(Stored data entries)
_ _ _ _ _
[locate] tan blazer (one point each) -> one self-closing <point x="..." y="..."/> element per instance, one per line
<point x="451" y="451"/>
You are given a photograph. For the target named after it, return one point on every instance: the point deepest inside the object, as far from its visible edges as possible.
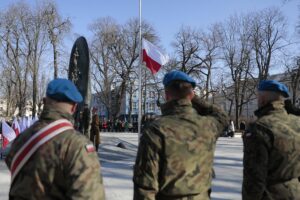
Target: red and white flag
(8, 134)
(153, 56)
(16, 127)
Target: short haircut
(179, 89)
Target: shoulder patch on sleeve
(248, 134)
(90, 148)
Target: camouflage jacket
(175, 154)
(62, 168)
(272, 155)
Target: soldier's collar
(170, 106)
(275, 105)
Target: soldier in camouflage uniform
(175, 154)
(63, 168)
(272, 148)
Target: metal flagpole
(140, 68)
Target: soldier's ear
(191, 95)
(73, 109)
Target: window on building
(152, 94)
(151, 107)
(134, 95)
(134, 105)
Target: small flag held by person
(8, 134)
(153, 56)
(16, 127)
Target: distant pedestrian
(95, 131)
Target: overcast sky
(167, 16)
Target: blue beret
(63, 90)
(274, 86)
(178, 76)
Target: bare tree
(268, 32)
(126, 52)
(292, 72)
(16, 52)
(237, 57)
(186, 47)
(57, 28)
(105, 31)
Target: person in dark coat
(95, 131)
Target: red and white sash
(38, 139)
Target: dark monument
(79, 74)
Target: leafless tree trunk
(57, 28)
(268, 30)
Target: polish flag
(153, 56)
(8, 134)
(16, 127)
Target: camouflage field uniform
(272, 155)
(60, 169)
(175, 154)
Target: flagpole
(140, 68)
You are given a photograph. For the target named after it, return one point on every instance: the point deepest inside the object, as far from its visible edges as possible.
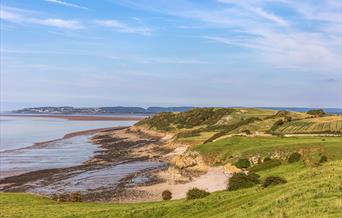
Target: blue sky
(171, 53)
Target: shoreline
(79, 117)
(115, 152)
(117, 148)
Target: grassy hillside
(232, 148)
(330, 124)
(313, 188)
(310, 192)
(203, 125)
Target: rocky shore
(132, 165)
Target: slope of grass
(231, 148)
(329, 124)
(310, 192)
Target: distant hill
(100, 110)
(140, 110)
(305, 109)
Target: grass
(231, 148)
(330, 124)
(310, 192)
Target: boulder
(231, 169)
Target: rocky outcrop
(185, 166)
(231, 169)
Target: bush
(166, 195)
(196, 193)
(267, 159)
(247, 132)
(75, 197)
(273, 180)
(323, 159)
(318, 112)
(265, 165)
(294, 157)
(243, 163)
(241, 180)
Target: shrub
(241, 180)
(275, 125)
(247, 132)
(265, 165)
(196, 193)
(318, 112)
(75, 197)
(323, 159)
(294, 157)
(166, 195)
(243, 163)
(273, 180)
(267, 159)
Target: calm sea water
(18, 134)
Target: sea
(18, 134)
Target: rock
(231, 169)
(181, 161)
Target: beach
(127, 165)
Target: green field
(331, 124)
(232, 148)
(310, 192)
(313, 189)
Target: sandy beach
(147, 161)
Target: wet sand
(102, 177)
(129, 167)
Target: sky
(171, 53)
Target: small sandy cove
(214, 180)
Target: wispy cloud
(67, 4)
(257, 10)
(305, 35)
(16, 15)
(123, 27)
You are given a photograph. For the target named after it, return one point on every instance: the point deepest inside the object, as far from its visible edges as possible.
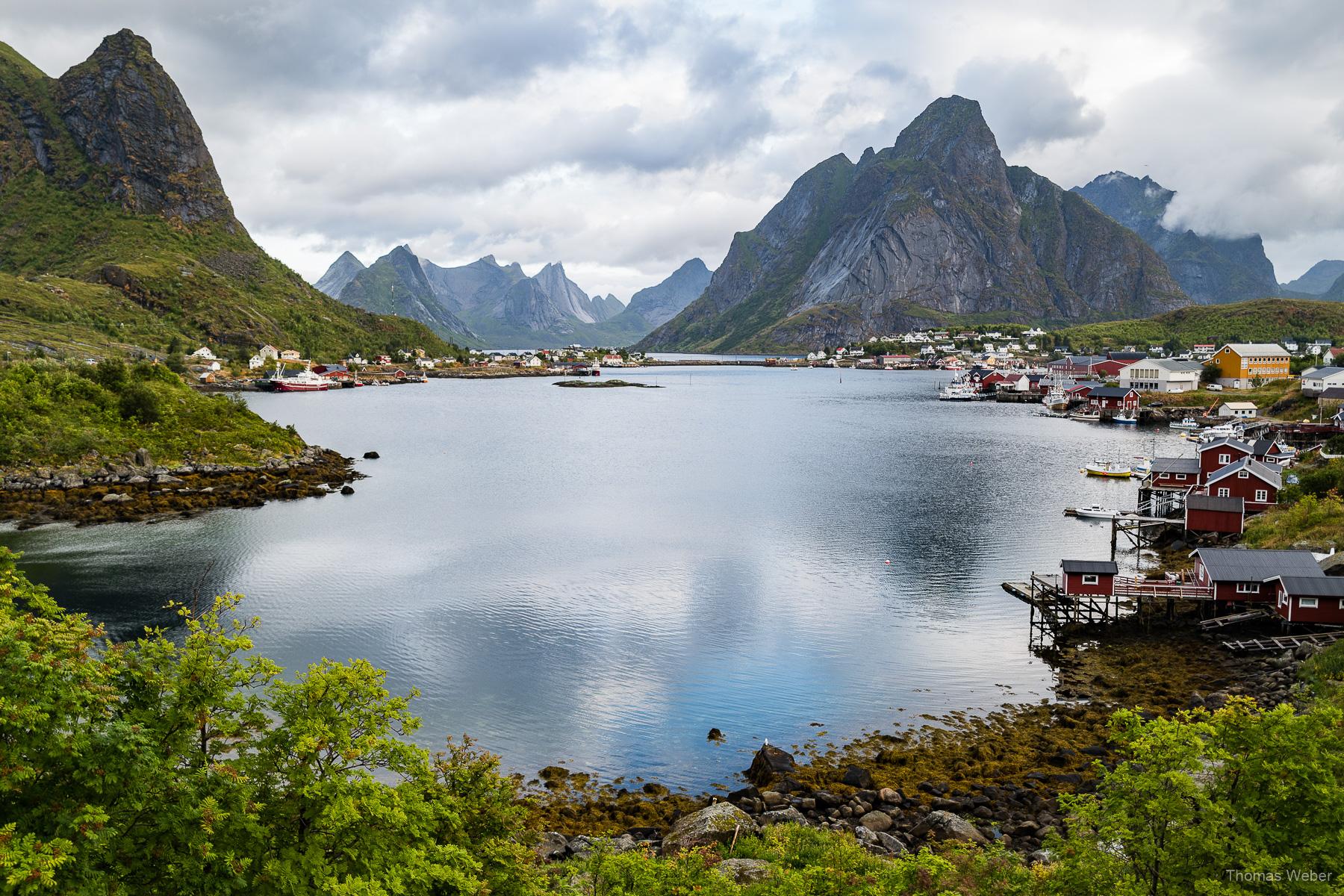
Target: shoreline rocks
_ _ _ _ _
YOUR GOAL →
Exactly the lines from the line with "Target: small sandy cove" through the end of the data are to be reproduced, and no picture is to be included.

SOLUTION FOR THIS TASK →
Target: small sandy cove
(214, 180)
Target: wispy cloud
(67, 4)
(257, 10)
(305, 35)
(16, 15)
(123, 27)
You are given a photograph. For the target named after it, return one point on every instance: the point deepest inside the object, as far from its visible edges as possible.
Target: shoreline rocks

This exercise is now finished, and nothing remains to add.